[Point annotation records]
..............................

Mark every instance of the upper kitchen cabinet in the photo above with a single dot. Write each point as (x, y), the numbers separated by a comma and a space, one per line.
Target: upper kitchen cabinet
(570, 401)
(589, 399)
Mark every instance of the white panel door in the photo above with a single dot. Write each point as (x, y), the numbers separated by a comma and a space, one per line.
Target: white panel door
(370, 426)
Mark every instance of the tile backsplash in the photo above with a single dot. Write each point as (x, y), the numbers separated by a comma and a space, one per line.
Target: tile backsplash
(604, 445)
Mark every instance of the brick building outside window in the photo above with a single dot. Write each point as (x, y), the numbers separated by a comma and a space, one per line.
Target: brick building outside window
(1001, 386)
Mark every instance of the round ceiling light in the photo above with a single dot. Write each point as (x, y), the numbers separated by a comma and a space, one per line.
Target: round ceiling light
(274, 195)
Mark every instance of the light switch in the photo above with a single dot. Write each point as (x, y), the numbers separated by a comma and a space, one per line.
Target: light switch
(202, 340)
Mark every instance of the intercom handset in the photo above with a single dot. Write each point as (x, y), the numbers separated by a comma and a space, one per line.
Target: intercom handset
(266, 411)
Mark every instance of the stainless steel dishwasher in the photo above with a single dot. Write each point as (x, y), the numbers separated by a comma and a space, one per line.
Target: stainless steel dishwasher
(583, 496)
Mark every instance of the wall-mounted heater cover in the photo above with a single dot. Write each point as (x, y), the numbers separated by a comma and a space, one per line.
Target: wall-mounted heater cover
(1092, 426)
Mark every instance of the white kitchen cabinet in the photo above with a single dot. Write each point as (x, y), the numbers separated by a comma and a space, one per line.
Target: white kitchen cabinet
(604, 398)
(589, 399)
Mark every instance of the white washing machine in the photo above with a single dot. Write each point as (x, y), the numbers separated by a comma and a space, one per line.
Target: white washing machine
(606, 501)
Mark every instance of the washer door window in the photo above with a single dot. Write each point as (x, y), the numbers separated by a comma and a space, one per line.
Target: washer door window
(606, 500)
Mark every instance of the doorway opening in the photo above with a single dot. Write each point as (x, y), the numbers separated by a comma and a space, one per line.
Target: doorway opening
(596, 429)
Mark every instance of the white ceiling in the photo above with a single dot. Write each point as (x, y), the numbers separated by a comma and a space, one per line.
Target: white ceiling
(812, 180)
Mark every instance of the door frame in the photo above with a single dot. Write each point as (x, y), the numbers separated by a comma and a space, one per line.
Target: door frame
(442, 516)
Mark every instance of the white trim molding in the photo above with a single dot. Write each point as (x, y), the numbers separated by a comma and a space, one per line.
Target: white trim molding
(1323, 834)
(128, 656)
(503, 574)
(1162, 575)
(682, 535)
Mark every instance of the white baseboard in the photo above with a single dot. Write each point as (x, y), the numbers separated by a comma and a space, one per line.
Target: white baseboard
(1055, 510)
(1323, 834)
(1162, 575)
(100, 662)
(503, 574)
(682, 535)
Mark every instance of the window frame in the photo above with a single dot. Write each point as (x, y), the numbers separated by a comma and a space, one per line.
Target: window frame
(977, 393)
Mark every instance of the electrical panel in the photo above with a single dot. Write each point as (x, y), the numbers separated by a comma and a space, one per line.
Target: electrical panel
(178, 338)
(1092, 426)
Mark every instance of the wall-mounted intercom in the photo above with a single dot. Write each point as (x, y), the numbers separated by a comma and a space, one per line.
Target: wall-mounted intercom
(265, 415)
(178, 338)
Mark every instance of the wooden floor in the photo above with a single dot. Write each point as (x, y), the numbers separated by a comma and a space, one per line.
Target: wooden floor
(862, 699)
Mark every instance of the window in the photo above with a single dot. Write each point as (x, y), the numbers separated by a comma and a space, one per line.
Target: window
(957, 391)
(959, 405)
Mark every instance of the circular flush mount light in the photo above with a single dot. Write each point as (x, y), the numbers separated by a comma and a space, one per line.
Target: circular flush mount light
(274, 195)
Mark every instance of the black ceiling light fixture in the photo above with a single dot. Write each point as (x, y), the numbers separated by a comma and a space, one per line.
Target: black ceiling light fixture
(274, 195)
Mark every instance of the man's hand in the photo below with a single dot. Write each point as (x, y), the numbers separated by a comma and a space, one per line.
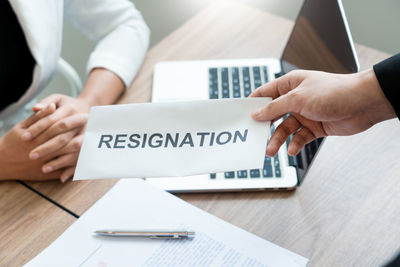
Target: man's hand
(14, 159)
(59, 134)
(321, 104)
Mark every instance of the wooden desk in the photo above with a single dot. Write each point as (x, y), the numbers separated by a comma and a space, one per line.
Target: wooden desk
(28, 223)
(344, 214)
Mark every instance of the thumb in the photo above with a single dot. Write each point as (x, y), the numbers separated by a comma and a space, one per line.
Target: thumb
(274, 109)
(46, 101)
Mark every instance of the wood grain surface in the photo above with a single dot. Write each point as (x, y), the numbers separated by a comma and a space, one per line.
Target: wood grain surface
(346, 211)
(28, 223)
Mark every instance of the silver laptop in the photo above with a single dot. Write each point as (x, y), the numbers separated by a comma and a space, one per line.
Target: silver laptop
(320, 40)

..............................

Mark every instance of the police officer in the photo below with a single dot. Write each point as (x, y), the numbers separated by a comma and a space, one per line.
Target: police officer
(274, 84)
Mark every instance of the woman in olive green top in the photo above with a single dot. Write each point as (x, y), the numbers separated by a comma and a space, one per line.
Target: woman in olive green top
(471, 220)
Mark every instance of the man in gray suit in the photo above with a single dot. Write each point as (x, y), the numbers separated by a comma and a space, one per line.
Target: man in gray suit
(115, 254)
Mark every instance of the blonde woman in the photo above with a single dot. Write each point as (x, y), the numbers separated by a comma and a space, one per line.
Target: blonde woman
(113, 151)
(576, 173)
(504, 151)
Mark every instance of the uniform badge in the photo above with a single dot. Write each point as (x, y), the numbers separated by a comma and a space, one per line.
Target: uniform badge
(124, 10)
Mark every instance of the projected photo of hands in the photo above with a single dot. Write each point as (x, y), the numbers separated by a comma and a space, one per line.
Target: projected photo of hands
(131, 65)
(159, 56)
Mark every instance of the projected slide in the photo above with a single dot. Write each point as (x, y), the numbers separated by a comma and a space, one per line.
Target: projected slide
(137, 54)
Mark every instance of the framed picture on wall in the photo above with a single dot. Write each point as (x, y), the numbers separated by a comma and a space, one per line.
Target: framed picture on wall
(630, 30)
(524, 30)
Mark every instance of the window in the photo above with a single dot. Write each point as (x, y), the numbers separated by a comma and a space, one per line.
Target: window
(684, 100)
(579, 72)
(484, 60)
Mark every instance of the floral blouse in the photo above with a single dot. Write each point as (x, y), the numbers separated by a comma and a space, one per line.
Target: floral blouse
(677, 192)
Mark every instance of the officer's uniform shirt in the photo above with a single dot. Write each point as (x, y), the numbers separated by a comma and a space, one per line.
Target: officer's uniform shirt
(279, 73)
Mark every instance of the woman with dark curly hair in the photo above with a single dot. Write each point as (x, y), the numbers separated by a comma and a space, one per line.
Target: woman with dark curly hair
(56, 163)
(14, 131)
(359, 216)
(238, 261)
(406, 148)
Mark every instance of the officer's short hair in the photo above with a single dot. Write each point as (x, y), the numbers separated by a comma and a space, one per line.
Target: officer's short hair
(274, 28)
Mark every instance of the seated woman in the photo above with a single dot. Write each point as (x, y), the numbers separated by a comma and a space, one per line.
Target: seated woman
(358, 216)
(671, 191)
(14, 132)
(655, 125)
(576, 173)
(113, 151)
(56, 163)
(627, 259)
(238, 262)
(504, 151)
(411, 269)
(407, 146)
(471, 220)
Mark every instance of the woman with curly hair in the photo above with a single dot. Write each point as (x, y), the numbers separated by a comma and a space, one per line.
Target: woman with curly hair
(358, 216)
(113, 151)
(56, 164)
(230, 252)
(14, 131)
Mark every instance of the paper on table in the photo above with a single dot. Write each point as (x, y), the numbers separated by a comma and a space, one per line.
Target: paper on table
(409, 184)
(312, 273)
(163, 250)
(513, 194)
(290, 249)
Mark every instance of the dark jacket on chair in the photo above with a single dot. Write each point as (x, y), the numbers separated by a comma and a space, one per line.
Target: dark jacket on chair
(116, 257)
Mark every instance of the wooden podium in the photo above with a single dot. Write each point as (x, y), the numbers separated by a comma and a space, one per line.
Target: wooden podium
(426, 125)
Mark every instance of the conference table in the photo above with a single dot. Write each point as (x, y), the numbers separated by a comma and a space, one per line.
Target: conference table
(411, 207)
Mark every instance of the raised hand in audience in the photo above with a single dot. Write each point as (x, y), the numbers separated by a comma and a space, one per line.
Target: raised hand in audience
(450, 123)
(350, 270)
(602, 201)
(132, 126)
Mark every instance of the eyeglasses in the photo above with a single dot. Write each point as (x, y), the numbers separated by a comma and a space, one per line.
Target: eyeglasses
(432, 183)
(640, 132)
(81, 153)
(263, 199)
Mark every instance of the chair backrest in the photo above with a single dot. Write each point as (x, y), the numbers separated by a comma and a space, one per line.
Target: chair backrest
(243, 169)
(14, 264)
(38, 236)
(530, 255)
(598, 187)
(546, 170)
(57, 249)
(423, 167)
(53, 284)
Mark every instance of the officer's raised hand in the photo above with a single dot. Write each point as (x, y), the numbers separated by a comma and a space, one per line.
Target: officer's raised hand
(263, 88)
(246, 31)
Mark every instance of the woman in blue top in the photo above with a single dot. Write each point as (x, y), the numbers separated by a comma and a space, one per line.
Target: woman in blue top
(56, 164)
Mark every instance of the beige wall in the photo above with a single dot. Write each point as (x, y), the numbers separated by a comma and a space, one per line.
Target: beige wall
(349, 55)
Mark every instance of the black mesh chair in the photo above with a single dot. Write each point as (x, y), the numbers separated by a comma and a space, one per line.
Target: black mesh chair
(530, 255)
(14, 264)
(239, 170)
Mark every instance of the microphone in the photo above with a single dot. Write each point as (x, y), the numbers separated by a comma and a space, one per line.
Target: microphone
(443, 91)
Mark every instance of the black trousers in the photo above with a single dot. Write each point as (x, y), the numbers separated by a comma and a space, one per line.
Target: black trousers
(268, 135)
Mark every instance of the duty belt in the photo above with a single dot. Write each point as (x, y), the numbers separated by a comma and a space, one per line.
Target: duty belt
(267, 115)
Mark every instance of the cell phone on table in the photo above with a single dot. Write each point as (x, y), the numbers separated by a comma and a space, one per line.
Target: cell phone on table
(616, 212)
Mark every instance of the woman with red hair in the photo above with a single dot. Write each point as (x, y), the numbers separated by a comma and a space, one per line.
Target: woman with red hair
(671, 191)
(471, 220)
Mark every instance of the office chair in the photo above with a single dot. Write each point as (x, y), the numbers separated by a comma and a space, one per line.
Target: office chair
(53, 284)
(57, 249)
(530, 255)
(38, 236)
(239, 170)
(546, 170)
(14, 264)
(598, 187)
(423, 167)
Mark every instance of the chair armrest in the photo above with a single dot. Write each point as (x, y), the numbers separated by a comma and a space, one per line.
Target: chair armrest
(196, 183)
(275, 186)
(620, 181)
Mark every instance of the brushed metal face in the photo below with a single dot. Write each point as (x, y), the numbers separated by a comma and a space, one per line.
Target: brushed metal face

..............................

[PROBLEM REQUIREMENTS]
Copy the items word for word, from the line containing "Mark every instance of the upper" through the line containing "(1001, 386)", including both of those lines.

[THE OUTPUT]
Mark every instance of the upper kitchen cabinet in the photo above with a single dot. Write each point as (x, y), the numbers separated by a comma and a space, one per line.
Target: upper kitchen cabinet
(570, 401)
(589, 399)
Mark every instance of the white panel door in the photo above with a single dot. Write each point as (x, y), the numbers separated by a comma and a space, one per line.
Target: white panel door
(370, 426)
Mark every instance of the tile backsplash in the photo above with a single dot. Write each point as (x, y), the numbers separated by a comma and a space, one per line.
Target: tile backsplash
(604, 445)
Mark every instance of the brick building outside window in the photo above with a single dot. Write each point as (x, y), the numbers separated by a comma and a space, one per line.
Target: brick building outside window
(1001, 386)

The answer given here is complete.